_What is needed_: Copy out every line of the material below word for word, changing nothing.

_Dataset records_:
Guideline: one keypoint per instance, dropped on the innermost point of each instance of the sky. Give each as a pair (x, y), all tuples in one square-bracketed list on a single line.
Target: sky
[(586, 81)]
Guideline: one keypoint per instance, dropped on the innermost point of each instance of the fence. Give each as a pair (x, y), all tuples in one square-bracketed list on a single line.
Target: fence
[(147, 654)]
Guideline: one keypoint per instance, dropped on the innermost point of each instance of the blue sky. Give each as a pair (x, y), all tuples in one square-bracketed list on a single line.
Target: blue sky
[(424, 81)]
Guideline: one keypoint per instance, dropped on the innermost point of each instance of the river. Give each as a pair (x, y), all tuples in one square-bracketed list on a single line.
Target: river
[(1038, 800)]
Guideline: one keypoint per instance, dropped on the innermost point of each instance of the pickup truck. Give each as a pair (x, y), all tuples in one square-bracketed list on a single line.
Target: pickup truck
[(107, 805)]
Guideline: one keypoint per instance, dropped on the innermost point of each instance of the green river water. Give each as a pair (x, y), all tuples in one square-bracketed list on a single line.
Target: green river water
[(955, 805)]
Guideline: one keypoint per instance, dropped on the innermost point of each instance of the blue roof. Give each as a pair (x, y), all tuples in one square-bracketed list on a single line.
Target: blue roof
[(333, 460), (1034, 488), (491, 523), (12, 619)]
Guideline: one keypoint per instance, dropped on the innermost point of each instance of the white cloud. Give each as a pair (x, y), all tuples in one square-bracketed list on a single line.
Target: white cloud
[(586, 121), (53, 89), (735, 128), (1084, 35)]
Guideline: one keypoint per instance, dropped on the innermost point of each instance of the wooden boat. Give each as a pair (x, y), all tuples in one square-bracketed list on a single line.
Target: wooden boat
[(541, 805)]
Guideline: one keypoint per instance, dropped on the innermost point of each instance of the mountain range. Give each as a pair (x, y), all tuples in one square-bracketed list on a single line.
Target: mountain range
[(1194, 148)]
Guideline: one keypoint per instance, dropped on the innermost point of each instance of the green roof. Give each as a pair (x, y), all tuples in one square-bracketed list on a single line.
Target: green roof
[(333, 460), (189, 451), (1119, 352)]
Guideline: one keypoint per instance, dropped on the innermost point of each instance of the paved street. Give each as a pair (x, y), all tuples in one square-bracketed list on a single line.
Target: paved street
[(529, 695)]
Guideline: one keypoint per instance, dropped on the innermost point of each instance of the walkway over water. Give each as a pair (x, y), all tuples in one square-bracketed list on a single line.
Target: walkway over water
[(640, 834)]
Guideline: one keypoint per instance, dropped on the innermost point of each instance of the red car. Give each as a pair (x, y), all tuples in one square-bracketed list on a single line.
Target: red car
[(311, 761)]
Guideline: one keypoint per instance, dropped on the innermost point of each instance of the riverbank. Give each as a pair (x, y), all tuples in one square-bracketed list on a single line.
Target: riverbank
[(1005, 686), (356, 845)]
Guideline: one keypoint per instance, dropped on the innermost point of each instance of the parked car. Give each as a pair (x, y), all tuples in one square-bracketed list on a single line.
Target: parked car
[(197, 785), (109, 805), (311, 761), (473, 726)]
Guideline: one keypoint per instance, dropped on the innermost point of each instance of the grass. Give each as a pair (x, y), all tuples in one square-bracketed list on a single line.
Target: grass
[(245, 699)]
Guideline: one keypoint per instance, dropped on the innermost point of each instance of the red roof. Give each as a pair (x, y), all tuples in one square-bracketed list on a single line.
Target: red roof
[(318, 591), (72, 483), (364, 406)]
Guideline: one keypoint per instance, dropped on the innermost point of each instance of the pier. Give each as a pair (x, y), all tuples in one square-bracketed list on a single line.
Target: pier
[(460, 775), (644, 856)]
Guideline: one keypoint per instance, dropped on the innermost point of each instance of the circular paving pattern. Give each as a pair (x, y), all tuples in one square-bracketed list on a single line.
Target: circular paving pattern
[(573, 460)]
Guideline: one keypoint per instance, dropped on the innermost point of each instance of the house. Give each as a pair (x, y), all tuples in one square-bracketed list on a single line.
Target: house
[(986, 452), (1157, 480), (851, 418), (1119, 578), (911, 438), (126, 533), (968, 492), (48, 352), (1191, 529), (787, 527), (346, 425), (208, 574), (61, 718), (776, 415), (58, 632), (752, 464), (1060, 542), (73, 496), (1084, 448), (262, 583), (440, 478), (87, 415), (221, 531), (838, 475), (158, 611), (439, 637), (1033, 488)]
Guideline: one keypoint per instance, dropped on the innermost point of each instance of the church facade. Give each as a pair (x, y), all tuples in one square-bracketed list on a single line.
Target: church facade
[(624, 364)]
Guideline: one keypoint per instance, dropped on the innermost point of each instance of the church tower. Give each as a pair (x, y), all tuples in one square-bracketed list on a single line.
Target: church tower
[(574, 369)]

_The result_:
Guideline: one keypoint per instance, dropped on the innermost point of each instance of the sky. Give each as a pair (x, y), all tuples in one square-bracketed list on a single line.
Target: sky
[(586, 81)]
Guideline: one keypoint per instance, dropped on the innermost point of each instance of the fence. Give each as a pair (x, y), all tuples in one square-bracketed list on a single line.
Target: fence
[(147, 654)]
Guideline: one keypoint per instance, dropped on the innermost point of each instance of the blue sky. Give each as a pair (x, y), all tuples in one square-bracketed list on a single line.
Target: blue sky
[(424, 81)]
Guideline: one keypoint per instance, dropped on the innermost point of each instance of the river. Give each as a pair (x, y), all tuples in one square-bracketed list on a single line.
Target: river
[(1038, 800)]
Guideline: one keypoint per instance, dropped on the innermost point of each instance of the pickup truck. Give each as a pair (x, y), all tuples in one square-bracketed list on a single line.
Target: pickup truck
[(107, 805)]
Guideline: one keypoint per instance, dropped on the innermost point of each instance of the green river water. Give each as a pair (x, y), all tuples in one square-bracketed list on a single line.
Target: green river water
[(955, 805)]
Guideline: one keypoint per instance, dropped on the innermost point of each instance of the blue roof. Give each as a pair (x, y), all tuples in one square-bracketed list on a single line.
Target: blue roof
[(333, 460), (1034, 488), (491, 523), (12, 619)]
Guideline: one keypoint per instance, dropped on the innermost point of each instance of the white cloud. Give each as a pair (x, y), all tuples in one square-bracketed list on a single line.
Target: white cloud
[(586, 121), (53, 89), (735, 128), (1084, 35)]
Guideline: one keypoint per instance, dropped on the innermost point of each instance of the wooden boat. Give each as a pair (x, y), all tuples in one square-bracketed list on a single line.
Target: wooden boat
[(541, 805)]
Guideline: one keypoint per instance, dropped on the innermost point of each instance of the mountain range. Give each as a pair (x, y), all tuples in one square-bracketed list on a single line.
Target: mountain range
[(1194, 148)]
Guideline: one keypoint per instance, dropped on the innermost point of each instance of the green roof. Give each as a pair (x, y), all tuples in one square-bracketed list on a single line.
Target: green roof
[(333, 460), (189, 451), (1119, 352)]
Guideline: one keypoint per instance, dropped on the innermost point of each instance of the paved street. Give each as a pair (x, y), all tuples in one square-bracketed list on a single line.
Target: paved street
[(529, 695)]
Guideline: one keypoint per instance, dropped on the innermost point of each instance of the walkway over water. Give each as a pair (x, y), all tuples in one square-bracketed list on a single line.
Target: walkway over water
[(640, 834)]
Guideline: one keypoint per instance, dropped on the innermost point of each instance of the red car. Give each as a pair (x, y), all tuples in one square-bracketed list on a single line.
Target: red car
[(311, 761)]
Guideline: one keypoint per instance, dropped on the innermost point of each instance of the riverbank. Give each as a pair (x, y), all tuples in one square-bracketed list on a single line.
Target: riverbank
[(1005, 686), (356, 845)]
Guideline: one keypoint per instance, dropped on the innermost point of each instance of the parked car. Give each as a pair (x, y), all tuples in one square-bracketed list on a single line.
Target: parked car
[(197, 785), (109, 805), (311, 761), (473, 726)]
Guideline: one keypoint per instance, dropped on the innermost point of each instance of the grass. Give each as a pair (x, y), all tuples in one square-bracketed list on a single line.
Target: grass
[(245, 699)]
Guideline: one keypoint per instance, dropped on the innermost point of each instance of the red roof. Give each as a pair (x, y), all tuples in one square-bracketed list on a single line.
Target: red roof
[(318, 591), (72, 483), (364, 406)]
Guideline: one keypoint per instance, dropped on the innermost point of each instance of the pier. Give each as a pair (x, y), all tuples in one square-bracketed list on a single line.
Target: pier
[(460, 775), (644, 856)]
Guideline: one keypoint per instance, dropped on the innermost point of each instance of the circular paving pattern. Give each as a pair (x, y), all tuples in one square-bracketed list on a single line.
Target: circular paving pattern
[(573, 460)]
Guideline: one keypoint per instance, dropped on the innermost point of each instance of the house. Give each as a pair (x, y), all tuples in one square-bracketed list on a single line.
Target: house
[(986, 452), (1157, 480), (851, 418), (1119, 578), (911, 438), (126, 533), (968, 492), (48, 352), (1191, 529), (787, 527), (346, 425), (208, 574), (61, 718), (776, 415), (58, 632), (752, 464), (1060, 542), (73, 496), (1084, 448), (262, 583), (440, 478), (87, 415), (221, 531), (838, 475), (158, 611), (439, 637), (1033, 488)]
Guideline: one keypoint per instance, dropped on the innermost point of each instance of the church facade. Give each as a pair (x, y), all tuples in one square-bracketed list on a single line.
Target: church facade
[(624, 364)]
Guideline: one keypoint per instance, dropped on the innermost point of each instance of the church tower. Give each as a pair (x, y), all tuples in one square-bracketed list on a single line.
Target: church tower
[(574, 369)]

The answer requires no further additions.